### SOURCE EXCERPT
--------------------------------------------------

To set up a custom repository for your site packages, perform the following steps:
Create a directory for your site-specific packages on the system admin controller, as follows:
# mkdir /tftpboot/site-local/sles-10-x86_64 |
Copy your site packages to the new directory, as follows:
# copy my-package-1.0.x86_64.rpm /tftpboot/site-local/sles-10-x86_64 |
Create the metadata so yum sees this as a repository, as follows:
# yume --prepare --repo /tftpboot/site-local/sles-10-x86_64 |
If you wish to use yum (as opposed to only mksiimage), you can create a yum repository configuration file in /etc/yum.repos.d . Use tempo.repo as an example. You may need to turn off the gpgcheck option if your RPMs are not signed. Remember to deploy the repository to all images from which you wish to use this repository.
If you wish your new package to be installed in to an image created by mksiimage by default, you will need to add it in to an RPM list. Example rpmlists are in /etc/opt/sgi/rpmlists. Always work on your own copy; do not modify the SGI supplied RPM lists. For more information, see “Creating Compute and Service Images Using the mksiimage Command”.
Below is an example of the mksiimage command is the same as the one shown in Procedure 3-5 except it adds your new repository to the list:
# mksiimage -A --name my-service-node-image --location /tftpboot/distro/sles-10-x86_64, /tftpboot/oscar/common-rpms,/tftpboot/oscar/sles-10-x86_64, /tftpboot/site-local/sles-10-x86_64 --filename /etc/opt/sgi/rpmlists/service-sles10sp1.rpmlist |
This command creates a new root image, using your newly created repository as one of the sources, and adds the new package assuming it is listed in /etc/opt/sgi/rpmlists/service-sles10sp1.rpmlist .
Run post-process-sgi-image command as described in Procedure 3-5.
The cpower command allows you to power up, power down, reset, and show the power status of system components.
The cpower command is, as follows:
cpower [<option> ...] [<target_type>] [<action>] <target> |
The <option> argument can be one or more of the following:
| Option | Description | |
| --noleader | Do not include leader nodes (valid with rack and system domains only). | |
| --noservice | Do not include service nodes (valid with system domain only). | |
| --ipmi | Uses ipmitool to communicate. [default] | |
| --ssh | Uses ssh to communicate. | |
| --intelplus | Uses the -o intelplus option for ipmitool [default] Note that you do not usually need to specify this. | |
| --force | When using wildcards in the target, disable all “safety” checks. Make sure you really want to use this command. | |
| -n, --noexec | Displays, but does not execute, commands that affect power. | |
| -v, --verbose | Print additional information on command progress |
| Note: The command will fail if the target contains any wild cards, unless the --all option is specified. |
The <target> argument is one of the following:
| --node | Applies the action to nodes. Nodes are compute nodes, rack leader controllers (leader nodes), system admin controller (admin node), and service nodes. [default] | |
| --iru | Applies the action at the IRU level. | |
| --rack | Applies the action at the rack level. | |
| --system | Applies the action to the system. You must not specify a target with this type. |
The <action> argument is one of the following:
| --status | Show the power status of the target, including whether it is booted or not. [default] | |
| --up | --on | Powers up the target. | |
| --down | --off | Powers down the target. | |
| --reset | Performs a hard reset on the target. | |
| --cycle | Power cycles the target. | |
| --boot | Boots up the target, unless it is already booted. Waits for all targets to boot. | |
| --reboot | Reboots the target, even if already booted. Wait for all targets to boot. | |
| --shutdown | Shuts down the target, but does not power it off. Waits for targets to shut down. | |
| --identify <interval> | Turns on the identifying LED for the specified interval in seconds. Uses an interval of 0 to turn off immediately. | |
| -h, --help | Shows help usage statement. |
The target must always be specified except when the --system option is used. Wildcards may be used, but be careful not to accidentally power off or reboot the leader nodes. If wildcard use affects any leader node, the command fails with an error.

--------------------------------------------------

### GOAL 1
Copy everything from "Below is an" down to "in Procedure 3-5." in the cluster administration excerpt, renaming "repository" to "package source".
### GOAL 2
Write the next part of the cluster administration excerpt, picking up after its last sentence.
The rows can be left aside.

Point labeling dataset excerpts:
--------------------------------------------------

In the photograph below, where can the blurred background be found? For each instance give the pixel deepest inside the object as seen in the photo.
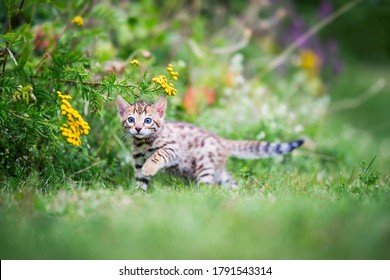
(258, 69)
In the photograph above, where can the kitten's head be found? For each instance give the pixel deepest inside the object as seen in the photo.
(141, 119)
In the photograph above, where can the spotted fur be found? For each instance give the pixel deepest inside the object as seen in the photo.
(184, 149)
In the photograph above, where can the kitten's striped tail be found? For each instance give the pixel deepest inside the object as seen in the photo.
(256, 149)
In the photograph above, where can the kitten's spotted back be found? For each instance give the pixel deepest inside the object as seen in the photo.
(184, 149)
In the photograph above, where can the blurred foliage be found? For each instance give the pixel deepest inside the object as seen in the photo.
(235, 80)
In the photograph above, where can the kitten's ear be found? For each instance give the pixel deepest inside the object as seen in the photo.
(122, 106)
(160, 106)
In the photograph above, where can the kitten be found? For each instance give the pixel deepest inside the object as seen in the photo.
(182, 148)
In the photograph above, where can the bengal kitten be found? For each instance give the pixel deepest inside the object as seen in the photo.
(182, 148)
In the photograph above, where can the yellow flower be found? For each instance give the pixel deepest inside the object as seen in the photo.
(163, 82)
(172, 73)
(76, 126)
(78, 20)
(309, 61)
(134, 62)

--------------------------------------------------

### RESULT 1
Below is an example of the mksiimage command is the same as the one shown in Procedure 3-5 except it adds your new package source to the list:
# mksiimage -A --name my-service-node-image --location /tftpboot/distro/sles-10-x86_64, /tftpboot/oscar/common-rpms,/tftpboot/oscar/sles-10-x86_64, /tftpboot/site-local/sles-10-x86_64 --filename /etc/opt/sgi/rpmlists/service-sles10sp1.rpmlist |
This command creates a new root image, using your newly created package source as one of the sources, and adds the new package assuming it is listed in /etc/opt/sgi/rpmlists/service-sles10sp1.rpmlist .
Run post-process-sgi-image command as described in Procedure 3-5.

### RESULT 2
The default for the cpower command is to operate on system nodes, such as compute nodes, leader nodes, or service nodes. If you do not specify --iru, --rack, or --system, the command defaultd to operating as if you had specified --node.
Here are examples of node target names:
r1i3n10
Compute node at rack 1, IRU 3, slot 10
service0
Service node 0
r3lead
Rack leader controller (leader node) for rack 3
r1i*n*
Wildcards let you specify ranges of nodes, for example, r1i*n* all compute nodes in all IRUs on rack 1
The default operation for the cpower command is to operate on nodes and to provide you the status of these nodes, as follows:
# cpower r1i* |
The cpower command also
This example gives you the power status and boot status of all the compute blades in rack 1. This command is equivalent to cpower --node --status r1i*.
This command issues an ipmitool power off command to all of the nodes specified by the wildcard, as follows:
# cpower --off r2i* |
The default is to apply to a node.
The following commands behave exactly as you would expect as if you were using ipmitool, and have no special extra logic for ordering:
# cpower --up r1i*
# cpower --reset r1i*
# cpower --cycle r1i*
# cpower --identify 5 r1i*
| Note: --up is a synonym for --on and --down is a synonym for --off. |
The cpower command contains more logic when you go up to higher levels of abstraction, for example, using --iru, --rack, and --system. These higher level domain specifiers tell the command to be smart about how to order various of the actions that you give on the command line.
The --iru option tells the command to use correct ordering with IRU power commands. In this case, it firsts connect to the CMC on each IRU in rack 1 to issue the power on command, which turns on power to the IRU chassis (this is not the equivalent ipmitool command). Then it powers up the compute nodes in the IRU. Powering things down is the opposite, with the power to the IRU being turned off after power to the blades. IRU targets are specified as follows: r3i2 for rack 3, IRU 2.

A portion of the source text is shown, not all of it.